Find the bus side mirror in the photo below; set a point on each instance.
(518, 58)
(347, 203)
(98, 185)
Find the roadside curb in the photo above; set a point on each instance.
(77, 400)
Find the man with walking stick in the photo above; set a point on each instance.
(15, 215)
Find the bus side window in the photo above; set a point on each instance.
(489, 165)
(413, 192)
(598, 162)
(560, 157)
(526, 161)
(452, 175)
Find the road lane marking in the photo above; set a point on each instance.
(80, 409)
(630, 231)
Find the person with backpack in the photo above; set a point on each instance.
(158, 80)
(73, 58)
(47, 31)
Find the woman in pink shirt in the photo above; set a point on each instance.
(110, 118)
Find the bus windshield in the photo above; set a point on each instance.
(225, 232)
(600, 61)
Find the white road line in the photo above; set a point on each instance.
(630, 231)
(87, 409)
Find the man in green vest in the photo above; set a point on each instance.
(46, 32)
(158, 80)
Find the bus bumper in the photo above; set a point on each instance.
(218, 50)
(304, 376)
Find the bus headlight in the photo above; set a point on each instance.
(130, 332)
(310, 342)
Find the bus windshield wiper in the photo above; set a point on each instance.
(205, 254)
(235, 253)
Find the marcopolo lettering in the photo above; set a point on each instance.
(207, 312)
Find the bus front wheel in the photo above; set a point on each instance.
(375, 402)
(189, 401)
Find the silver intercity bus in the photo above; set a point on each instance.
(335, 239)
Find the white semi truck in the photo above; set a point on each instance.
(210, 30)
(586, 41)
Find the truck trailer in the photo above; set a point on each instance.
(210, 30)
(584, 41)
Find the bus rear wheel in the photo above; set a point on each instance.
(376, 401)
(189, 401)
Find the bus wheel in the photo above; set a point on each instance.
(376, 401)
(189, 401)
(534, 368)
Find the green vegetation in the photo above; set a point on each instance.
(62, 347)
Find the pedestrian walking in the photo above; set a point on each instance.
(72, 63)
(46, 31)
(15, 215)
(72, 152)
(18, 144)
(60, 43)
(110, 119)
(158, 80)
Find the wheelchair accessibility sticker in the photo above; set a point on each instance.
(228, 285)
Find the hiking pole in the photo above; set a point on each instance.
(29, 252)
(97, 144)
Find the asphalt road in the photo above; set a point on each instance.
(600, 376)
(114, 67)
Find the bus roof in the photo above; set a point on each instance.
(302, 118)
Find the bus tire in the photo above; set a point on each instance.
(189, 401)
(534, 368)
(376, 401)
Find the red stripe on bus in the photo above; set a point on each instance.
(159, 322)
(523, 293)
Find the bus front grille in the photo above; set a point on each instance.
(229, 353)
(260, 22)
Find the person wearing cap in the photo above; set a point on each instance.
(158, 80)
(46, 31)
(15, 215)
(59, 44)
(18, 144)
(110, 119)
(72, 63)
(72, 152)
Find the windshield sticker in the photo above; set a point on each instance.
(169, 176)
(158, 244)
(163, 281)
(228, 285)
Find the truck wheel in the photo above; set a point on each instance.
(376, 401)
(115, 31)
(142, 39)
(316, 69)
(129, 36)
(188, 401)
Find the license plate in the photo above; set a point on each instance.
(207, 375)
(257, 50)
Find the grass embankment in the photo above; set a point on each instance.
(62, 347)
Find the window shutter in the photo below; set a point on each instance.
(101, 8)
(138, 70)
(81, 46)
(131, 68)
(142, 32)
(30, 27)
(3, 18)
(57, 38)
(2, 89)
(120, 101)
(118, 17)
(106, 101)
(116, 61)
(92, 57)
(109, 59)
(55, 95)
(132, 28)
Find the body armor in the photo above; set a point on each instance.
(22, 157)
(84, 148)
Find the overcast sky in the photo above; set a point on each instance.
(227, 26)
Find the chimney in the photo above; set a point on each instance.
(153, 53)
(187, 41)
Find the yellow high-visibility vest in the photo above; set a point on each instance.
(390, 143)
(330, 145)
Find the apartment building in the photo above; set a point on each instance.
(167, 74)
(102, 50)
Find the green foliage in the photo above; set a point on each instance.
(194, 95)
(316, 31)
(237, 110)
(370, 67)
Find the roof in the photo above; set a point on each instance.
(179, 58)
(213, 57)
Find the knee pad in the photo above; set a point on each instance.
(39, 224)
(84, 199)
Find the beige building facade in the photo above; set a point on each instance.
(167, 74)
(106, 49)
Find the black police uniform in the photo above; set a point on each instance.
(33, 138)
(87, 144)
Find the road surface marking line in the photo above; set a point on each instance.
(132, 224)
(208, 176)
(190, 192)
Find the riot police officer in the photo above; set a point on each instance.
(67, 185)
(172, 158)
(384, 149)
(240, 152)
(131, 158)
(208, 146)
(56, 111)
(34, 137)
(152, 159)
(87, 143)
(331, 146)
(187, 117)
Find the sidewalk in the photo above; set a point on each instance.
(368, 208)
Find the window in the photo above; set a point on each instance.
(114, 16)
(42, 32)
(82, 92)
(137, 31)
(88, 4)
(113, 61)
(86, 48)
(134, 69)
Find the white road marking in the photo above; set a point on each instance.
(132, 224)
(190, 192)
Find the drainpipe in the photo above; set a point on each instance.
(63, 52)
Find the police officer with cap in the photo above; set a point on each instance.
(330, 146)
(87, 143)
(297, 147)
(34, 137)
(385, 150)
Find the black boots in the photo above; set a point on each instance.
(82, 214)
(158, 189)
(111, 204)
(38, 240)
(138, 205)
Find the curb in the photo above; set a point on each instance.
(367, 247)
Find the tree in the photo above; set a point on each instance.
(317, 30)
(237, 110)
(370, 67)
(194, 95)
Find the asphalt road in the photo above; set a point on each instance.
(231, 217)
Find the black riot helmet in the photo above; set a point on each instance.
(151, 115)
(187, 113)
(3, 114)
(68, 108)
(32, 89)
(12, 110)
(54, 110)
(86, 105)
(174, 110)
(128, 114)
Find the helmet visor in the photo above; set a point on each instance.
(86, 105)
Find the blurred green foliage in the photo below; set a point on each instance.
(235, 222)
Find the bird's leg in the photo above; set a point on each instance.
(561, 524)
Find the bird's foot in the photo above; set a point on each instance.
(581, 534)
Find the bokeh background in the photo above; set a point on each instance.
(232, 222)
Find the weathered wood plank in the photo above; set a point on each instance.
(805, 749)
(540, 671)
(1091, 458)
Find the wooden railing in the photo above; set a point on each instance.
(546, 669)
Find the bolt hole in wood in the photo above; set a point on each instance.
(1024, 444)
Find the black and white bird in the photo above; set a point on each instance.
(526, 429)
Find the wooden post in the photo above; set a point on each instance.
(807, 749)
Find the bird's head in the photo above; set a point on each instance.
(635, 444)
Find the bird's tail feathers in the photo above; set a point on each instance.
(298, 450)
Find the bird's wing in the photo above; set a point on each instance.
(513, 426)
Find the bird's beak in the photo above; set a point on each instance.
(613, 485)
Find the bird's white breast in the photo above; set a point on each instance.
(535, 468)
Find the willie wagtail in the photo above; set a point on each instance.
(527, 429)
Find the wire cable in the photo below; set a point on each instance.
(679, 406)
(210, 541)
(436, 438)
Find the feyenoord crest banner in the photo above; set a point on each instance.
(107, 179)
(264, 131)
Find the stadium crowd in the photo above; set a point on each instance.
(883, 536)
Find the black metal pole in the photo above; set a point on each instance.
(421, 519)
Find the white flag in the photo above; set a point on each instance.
---------------
**What is required**
Output each record exactly as it appears in the listing.

**Task answer**
Find the bus side mirror in the photo below; set a point on each instance.
(518, 58)
(347, 203)
(98, 185)
Find the roadside curb in the photo above; set a point on each instance.
(77, 400)
Find the man with walking stick in the photo above; set a point on each instance.
(15, 215)
Find the bus side window in the photo above; set a point on each instance.
(489, 165)
(413, 192)
(598, 162)
(560, 157)
(526, 161)
(452, 175)
Find the road lane marking in the photo above; set a point on each instance.
(80, 409)
(630, 231)
Find the person with backpack in the photo above; set a point on each instance.
(158, 80)
(73, 58)
(47, 31)
Find the woman in pink shirt in the photo above; set a point on each instance.
(110, 118)
Find the bus windshield in the photo above; set a point on each instance.
(225, 232)
(600, 61)
Find the white road line in the photo above; set a point on each instance.
(630, 231)
(87, 409)
Find the man in green vest in the photo above; set a point on each instance.
(46, 32)
(158, 80)
Find the bus bumper in the photo above; set a point on each instance.
(218, 50)
(304, 376)
Find the bus headlight in the photo above; set a point on each instance.
(130, 332)
(310, 342)
Find the bus windshield wiper in the photo above; set a point on each instance.
(205, 254)
(235, 253)
Find the marcopolo lettering in the photo above; set a point on each instance.
(207, 312)
Find the bus front wheel in the photo above; set a point on each instance.
(375, 402)
(189, 401)
Find the silver intercity bus in the photo above; set a point on each instance.
(335, 239)
Find the white semi truck in the photo above; set a point on each instance.
(210, 30)
(586, 41)
Find the truck trailer in the photo above; set a point on each instance.
(210, 30)
(584, 41)
Find the bus rear wheel in the photo above; set a point on each instance.
(376, 401)
(189, 401)
Find the bus wheel in the photo above; set a point on each instance.
(376, 401)
(189, 401)
(534, 368)
Find the green vegetation in the photo above; set a point on each instance.
(62, 347)
Find the pedestrian walking in the photo above; set a point on each instance.
(72, 63)
(46, 31)
(15, 215)
(72, 152)
(18, 144)
(60, 43)
(110, 119)
(158, 80)
Find the wheelchair accessibility sticker in the photo above; set a point on each instance.
(228, 285)
Find the hiking pole in the photo above; set a point on each instance.
(29, 252)
(97, 144)
Find the asphalt road in the photo above; set a point on each instance.
(600, 376)
(114, 67)
Find the bus roof in the photo above; set a point on each instance.
(302, 118)
Find the bus tire in the photo above; set a point on each instance.
(189, 401)
(534, 368)
(376, 401)
Find the red stripe on bus in the photo above; set a point on each instance.
(159, 322)
(523, 293)
Find the bus front grille in the photo above; set a point on each instance.
(229, 353)
(260, 22)
Find the person wearing cap in the photo above; set a point on each instance.
(158, 80)
(46, 31)
(15, 215)
(59, 44)
(18, 144)
(110, 119)
(72, 63)
(72, 152)
Find the windshield sticker in the photo above; set a point on each instance.
(169, 176)
(158, 244)
(163, 281)
(228, 285)
Find the truck wheel in the photo above; set a point on each instance.
(376, 401)
(115, 31)
(142, 39)
(316, 69)
(129, 36)
(188, 401)
Find the license plate in the photo above; set a point on each instance.
(207, 375)
(257, 50)
Find the grass embankment in the photo above; set a point on each instance.
(62, 347)
Find the window shutter in the photo below; set a point on each instance.
(101, 8)
(138, 70)
(81, 46)
(131, 68)
(142, 32)
(30, 27)
(3, 18)
(57, 38)
(2, 89)
(120, 101)
(118, 17)
(106, 101)
(116, 61)
(92, 57)
(109, 59)
(55, 95)
(132, 28)
Find the body armor in the photo above; set a point on each instance.
(22, 157)
(84, 148)
Find the overcast sky in the photo above; set a point on each instance.
(227, 26)
Find the chimney in the photo above; set a point on each instance.
(153, 53)
(187, 41)
Find the yellow high-visibility vest in the photo above; set a point on each instance.
(390, 143)
(330, 145)
Find the apartment building in the photo above; set a point on each instance.
(167, 74)
(102, 50)
Find the green foliage in the photo above; set a point on each instance.
(194, 95)
(316, 31)
(237, 110)
(370, 67)
Find the roof in the photo above; set a point on each instance.
(179, 58)
(213, 57)
Find the knee pad in the photo above; set a point on each instance.
(39, 224)
(84, 199)
Find the beige building facade in the photo above; set a point on each instance.
(167, 74)
(106, 49)
Find the black police uniform in the photo above; set a point on each instance.
(33, 138)
(87, 144)
Find the road surface marking line in the photo above; set a point on each instance.
(132, 224)
(208, 176)
(190, 192)
Find the riot police officer in the photo above; set a point on each instance.
(67, 185)
(172, 158)
(384, 149)
(240, 152)
(131, 158)
(208, 146)
(56, 111)
(34, 137)
(152, 159)
(87, 143)
(331, 146)
(187, 117)
Find the sidewalk in the photo above; set a point on each instance.
(368, 208)
Find the window in the photo above; set a point on each instance.
(114, 16)
(42, 32)
(82, 92)
(137, 31)
(88, 4)
(113, 61)
(86, 48)
(134, 69)
Find the white road marking in the photo above; set a point on each instance.
(132, 224)
(190, 192)
Find the drainpipe in the photo above; set a point on each instance.
(63, 52)
Find the police officer with cap in the photo above; set a point on each instance.
(330, 146)
(87, 143)
(297, 147)
(34, 137)
(385, 150)
Find the black boots in the photo above; set a point on each instance.
(82, 214)
(158, 189)
(111, 204)
(38, 240)
(138, 205)
Find the curb in the photo above; set a point on each instance.
(367, 247)
Find the tree in the photo above; set a point on each instance.
(317, 30)
(237, 110)
(370, 67)
(194, 95)
Find the asphalt road in the photo above; set a point on each instance.
(231, 217)
Find the black riot helmet in the photo above; set a point on each instance.
(151, 115)
(187, 113)
(3, 114)
(68, 108)
(32, 89)
(12, 110)
(54, 110)
(86, 105)
(174, 110)
(128, 114)
Find the helmet visor in the photo above; set a point on each instance.
(86, 105)
Find the blurred green foliage in the photo below; set a point on each instance.
(235, 222)
Find the bird's leg in the photo above; set a point on each instance.
(561, 524)
Find the bird's foot in the photo above; set a point on each instance.
(581, 534)
Find the bokeh background in the photo above; set a point on each instance.
(232, 222)
Find the weathered wood plank in the photo above; set a point on each instance.
(805, 749)
(540, 671)
(1091, 458)
Find the wooden railing in the photo above; set a point on each instance.
(546, 669)
Find the bolt hole in wood in the photo above; set a point on each instance.
(1024, 444)
Find the black and white bird in the photo above; set a point on each instance.
(526, 429)
Find the wooden post in the photo above; set a point on each instance.
(807, 749)
Find the bird's head in the photo above; set a point on each instance.
(635, 444)
Find the bird's tail feathers in the photo above; set a point on each instance.
(298, 450)
Find the bird's wing in the photo above; set a point on each instance.
(513, 426)
Find the bird's beak in the photo above; set a point on each instance.
(613, 485)
Find the bird's white breast in the photo above; set a point on each instance.
(535, 468)
Find the willie wagtail in the photo above; set a point on each instance.
(527, 429)
Find the wire cable in the photo below; set a point on each instance.
(679, 406)
(210, 541)
(436, 438)
Find the feyenoord crest banner in the photo above; set a point on each instance.
(107, 179)
(264, 131)
Find the stadium crowd in the photo above; set a point on each instance.
(883, 536)
Find the black metal pole in the photo above; set a point on each instance.
(421, 519)
Find the white flag in the photo above; set a point on each instance.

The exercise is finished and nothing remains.